Records:

------------

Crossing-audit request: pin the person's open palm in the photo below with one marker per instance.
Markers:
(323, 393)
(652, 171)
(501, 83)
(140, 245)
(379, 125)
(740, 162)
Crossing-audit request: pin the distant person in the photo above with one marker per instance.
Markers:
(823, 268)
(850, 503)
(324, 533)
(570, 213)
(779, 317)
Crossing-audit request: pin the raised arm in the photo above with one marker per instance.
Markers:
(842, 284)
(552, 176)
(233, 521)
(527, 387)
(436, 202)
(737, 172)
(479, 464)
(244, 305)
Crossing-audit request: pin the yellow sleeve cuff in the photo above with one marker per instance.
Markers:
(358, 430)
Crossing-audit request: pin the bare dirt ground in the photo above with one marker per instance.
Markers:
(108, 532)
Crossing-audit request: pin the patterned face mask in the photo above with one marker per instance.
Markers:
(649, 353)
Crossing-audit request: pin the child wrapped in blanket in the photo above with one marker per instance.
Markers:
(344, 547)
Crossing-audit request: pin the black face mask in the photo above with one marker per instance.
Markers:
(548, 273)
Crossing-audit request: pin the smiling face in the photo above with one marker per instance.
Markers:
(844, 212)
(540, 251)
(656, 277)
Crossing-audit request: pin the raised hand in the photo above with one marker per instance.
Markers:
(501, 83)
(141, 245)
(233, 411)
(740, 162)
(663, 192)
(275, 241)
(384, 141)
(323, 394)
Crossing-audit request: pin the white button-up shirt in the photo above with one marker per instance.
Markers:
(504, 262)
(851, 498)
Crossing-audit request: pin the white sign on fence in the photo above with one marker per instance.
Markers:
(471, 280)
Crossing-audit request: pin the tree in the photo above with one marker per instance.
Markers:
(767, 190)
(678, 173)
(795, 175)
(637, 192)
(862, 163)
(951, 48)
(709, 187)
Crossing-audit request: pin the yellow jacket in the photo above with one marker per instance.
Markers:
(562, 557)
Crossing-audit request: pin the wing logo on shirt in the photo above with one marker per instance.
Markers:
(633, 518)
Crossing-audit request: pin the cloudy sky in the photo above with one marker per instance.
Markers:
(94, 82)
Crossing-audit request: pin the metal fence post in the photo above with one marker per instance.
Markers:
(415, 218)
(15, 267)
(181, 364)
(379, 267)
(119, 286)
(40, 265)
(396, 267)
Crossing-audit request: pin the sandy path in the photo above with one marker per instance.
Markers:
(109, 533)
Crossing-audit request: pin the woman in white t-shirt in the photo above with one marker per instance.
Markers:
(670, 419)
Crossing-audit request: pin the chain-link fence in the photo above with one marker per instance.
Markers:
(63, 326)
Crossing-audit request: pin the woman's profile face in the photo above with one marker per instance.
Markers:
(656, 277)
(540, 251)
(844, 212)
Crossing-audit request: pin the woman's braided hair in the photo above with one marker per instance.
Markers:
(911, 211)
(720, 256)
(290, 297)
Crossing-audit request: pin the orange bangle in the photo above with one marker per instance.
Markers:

------------

— PROBLEM STATEMENT —
Print every item above again, word for word and in the same order.

— TASK OUTPUT —
Crossing-audit request: pin the person's open palm in the photo below with one marker per instance.
Markers:
(323, 393)
(652, 171)
(501, 83)
(140, 245)
(379, 125)
(740, 162)
Crossing-audit request: pin the distant person in the photo above with one marker per instance.
Markers:
(823, 268)
(850, 503)
(324, 533)
(570, 213)
(779, 317)
Crossing-audit request: pin the raised arm in the photo above with one marker per instance.
Markers:
(842, 284)
(552, 176)
(233, 521)
(527, 387)
(436, 202)
(737, 172)
(479, 464)
(244, 305)
Crossing-audit request: pin the yellow sleeve cuff in the photo above with one marker per instance.
Markers:
(358, 430)
Crossing-audit request: pin the bare dirt ground in the photo above with one marker per instance.
Markers:
(108, 532)
Crossing-audit request: pin the patterned face mask in the photo above with one marker per instance.
Markers:
(649, 353)
Crossing-audit request: pin the child wrapped in blanket in the photo above with one marker per instance.
Markers:
(344, 547)
Crossing-audit request: pin the black face mask in the photo above with one marker per instance.
Markers:
(548, 273)
Crossing-audit request: pin the smiling face in the photo above with one marker per instance.
Markers:
(844, 212)
(540, 251)
(656, 277)
Crossing-audit request: pin the raised hand in the photo above with one marker per instance.
Markers:
(501, 83)
(141, 245)
(233, 411)
(740, 162)
(663, 192)
(275, 241)
(384, 141)
(323, 394)
Crossing-audit request: pin the white button-up shirt in the photo above with one marker per instance.
Markers:
(504, 262)
(851, 498)
Crossing-audit request: pin the white sign on fence in the photo above with one marker per instance.
Markers:
(471, 280)
Crossing-audit request: pin the tree in the photo above with one marker per instance.
Markers:
(767, 190)
(678, 173)
(795, 175)
(637, 192)
(862, 163)
(951, 48)
(709, 187)
Crossing-audit request: pin the yellow jacket in the photo above with one marker per instance.
Markers:
(562, 557)
Crossing-audit request: pin the wing logo on shirt in the photo above with one marker per instance.
Markers:
(633, 518)
Crossing-audit request: pin the cloudy sky in the photo above with one marker per instance.
Markers:
(94, 82)
Crossing-audit request: pin the metal fence post in the photo above with one marker per instance.
Markers:
(415, 218)
(15, 267)
(181, 364)
(379, 267)
(119, 286)
(40, 265)
(396, 267)
Crossing-audit request: pin the sandy path in the photo above with one marker per instance.
Markers:
(109, 533)
Crossing-audit request: pin the woman in white t-shirt in the photo above with one marker per instance.
Markers:
(670, 419)
Crossing-audit request: pin the chain-link fence in the photo above with one marker per instance.
Markers:
(63, 326)
Crossing-audit request: pin the woman's profile face in the photo above with one marker per instance.
Markers:
(656, 277)
(540, 251)
(844, 212)
Crossing-audit request: pin the woman's braided hair in the photo above with one marker per instance.
Markers:
(911, 211)
(720, 256)
(290, 297)
Crossing-audit request: pin the orange bangle in the photo above with one marker per instance.
Markers:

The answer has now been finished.